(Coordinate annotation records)

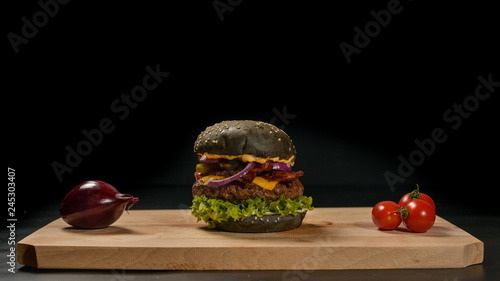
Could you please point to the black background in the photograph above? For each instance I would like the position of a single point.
(350, 121)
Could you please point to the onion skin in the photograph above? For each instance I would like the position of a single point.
(94, 204)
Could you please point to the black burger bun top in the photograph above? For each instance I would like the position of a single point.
(245, 137)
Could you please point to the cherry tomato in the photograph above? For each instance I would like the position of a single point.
(420, 216)
(384, 215)
(416, 194)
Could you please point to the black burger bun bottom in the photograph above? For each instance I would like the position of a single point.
(267, 223)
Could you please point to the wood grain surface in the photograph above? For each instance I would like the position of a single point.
(329, 238)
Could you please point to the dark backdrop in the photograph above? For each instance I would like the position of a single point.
(276, 62)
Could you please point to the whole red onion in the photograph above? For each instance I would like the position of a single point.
(94, 204)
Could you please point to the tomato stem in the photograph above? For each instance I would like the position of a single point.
(415, 194)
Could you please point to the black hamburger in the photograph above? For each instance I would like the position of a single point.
(244, 181)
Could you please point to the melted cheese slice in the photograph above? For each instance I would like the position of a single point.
(205, 179)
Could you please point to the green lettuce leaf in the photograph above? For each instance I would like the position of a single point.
(210, 209)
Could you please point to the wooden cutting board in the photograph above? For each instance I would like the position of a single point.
(329, 238)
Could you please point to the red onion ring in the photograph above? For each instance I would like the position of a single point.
(227, 180)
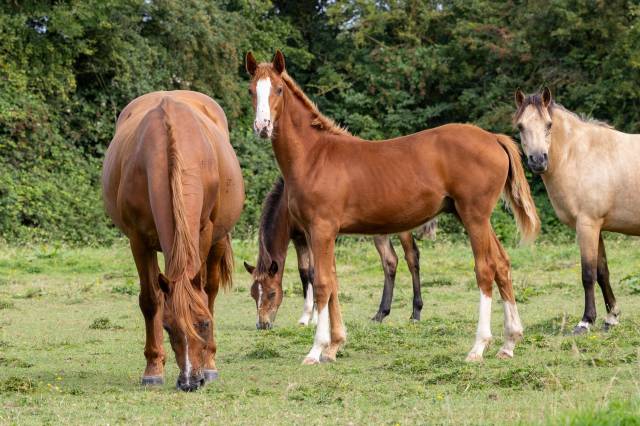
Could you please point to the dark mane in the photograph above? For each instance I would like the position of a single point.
(267, 228)
(536, 101)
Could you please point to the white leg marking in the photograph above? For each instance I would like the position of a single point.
(259, 304)
(512, 330)
(584, 324)
(483, 335)
(322, 338)
(187, 363)
(612, 317)
(307, 308)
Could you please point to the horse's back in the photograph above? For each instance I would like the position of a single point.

** Stated task **
Reproduce every line above as written, skipping pictures.

** Problem solution **
Could you please point to the black background in the photograph above? For each instance I would like the position of a single point.
(350, 121)
Could you please point to the onion skin in the photograph above? For each instance I would like the position of a single point.
(94, 204)
Could you please point to the black burger bun top in the photograph above? For each instance I would like the position of a single point.
(245, 137)
Could you please point to the cherry tomato in the photograph above? For each instance I would like the position of a single point.
(420, 216)
(384, 215)
(416, 194)
Could you please point to the black burger bun bottom in the photograph above? For each instance I would like the position of a single point.
(267, 223)
Could you please point to the wood grain surface in the photograph above? For each instance I would like the position of a single point.
(329, 238)
Could you please point to the dark backdrop in the photograph above? For each instance I would like the position of a single point.
(276, 62)
Could you please point to the whole red onion in the photograph above? For each instance I would like the position of a single point.
(94, 204)
Could you please point to the tomato stem in the photograph above? For each instance I would like the position of a single point.
(415, 194)
Could you please point to the black hamburger in the photograph above? For each instance I would like the position of a single point.
(244, 181)
Could you please point to the melted cheese slice in the photograph above? For each instance I would like the position of a single point.
(205, 179)
Could you please point to the green lettuce leaf in the photograph above? For each instance I would like the position of a single point.
(210, 209)
Could you please point to the wooden cutting board in the photograph above? For each instance I would like the position of a single point.
(329, 238)
Could you please point to the red onion ring in the photograph above? For each instance I would like the position of a single point.
(227, 180)
Could you please point to the dark mane in the photograph above? For each instance I would like the position of a single point.
(267, 228)
(536, 101)
Could you please point to the white leg marking in the photograph above? For each instance I would like the position of a single point.
(259, 304)
(512, 330)
(584, 324)
(483, 335)
(322, 338)
(187, 363)
(612, 317)
(307, 308)
Could you please point to the horse's back in the photograph above? For each instance I would like the position of a single point.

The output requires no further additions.